## STATED TASK
Reproduce the data below verbatim, line for line, with nothing added or left out.

## MATERIAL FOR THE TASK
□ □ □
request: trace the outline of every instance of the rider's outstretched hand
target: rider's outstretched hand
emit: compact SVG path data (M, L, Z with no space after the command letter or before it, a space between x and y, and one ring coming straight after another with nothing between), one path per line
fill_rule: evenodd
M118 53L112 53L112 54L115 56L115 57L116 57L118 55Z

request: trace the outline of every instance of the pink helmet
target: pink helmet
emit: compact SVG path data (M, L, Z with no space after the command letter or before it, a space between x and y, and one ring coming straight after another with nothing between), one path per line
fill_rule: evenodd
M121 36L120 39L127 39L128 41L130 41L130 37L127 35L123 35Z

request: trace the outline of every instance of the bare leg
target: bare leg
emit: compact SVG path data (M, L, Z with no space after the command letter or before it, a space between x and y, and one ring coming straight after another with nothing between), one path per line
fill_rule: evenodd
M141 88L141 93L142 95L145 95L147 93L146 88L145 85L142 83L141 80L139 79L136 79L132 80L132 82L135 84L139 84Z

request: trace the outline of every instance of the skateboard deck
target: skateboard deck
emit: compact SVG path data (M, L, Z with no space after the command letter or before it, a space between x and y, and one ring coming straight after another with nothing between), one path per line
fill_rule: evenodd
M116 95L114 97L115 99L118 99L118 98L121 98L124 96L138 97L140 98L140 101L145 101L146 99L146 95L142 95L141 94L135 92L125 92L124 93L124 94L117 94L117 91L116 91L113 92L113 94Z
□ □ □
## EXERCISE OUTPUT
request: trace the outline of every instance of the rider's outstretched hand
target: rider's outstretched hand
emit: compact SVG path data (M, L, Z with no space after the command letter or before it, a space between x and y, and one ring coming straight after another with nothing between), one path per line
fill_rule: evenodd
M118 53L112 53L112 54L115 56L115 57L116 57L118 55Z

request: trace the outline of every instance of the pink helmet
target: pink helmet
emit: compact SVG path data (M, L, Z with no space after the command letter or before it, a space between x and y, and one ring coming straight after another with nothing between), one path per line
fill_rule: evenodd
M121 36L120 39L127 39L128 41L130 41L130 37L127 35L123 35Z

request: trace the outline of every instance of the bare leg
target: bare leg
emit: compact SVG path data (M, L, Z with no space after the command letter or before it, a space between x and y, and one ring coming straight after another with nothing between), one path per line
fill_rule: evenodd
M141 88L141 93L142 95L145 95L147 93L146 88L145 85L142 83L141 80L139 79L136 79L132 80L132 82L135 84L139 84Z

request: trace the outline of every instance of the skateboard deck
target: skateboard deck
emit: compact SVG path data (M, L, Z with no space after the command letter or before it, a space between x and y, and one ring coming straight after another with nothing between), one path per line
fill_rule: evenodd
M116 95L114 97L115 99L118 99L118 98L121 98L124 96L138 97L140 98L140 101L145 101L146 99L146 95L142 95L141 94L135 92L125 92L124 93L124 94L117 94L117 91L116 91L113 92L113 94Z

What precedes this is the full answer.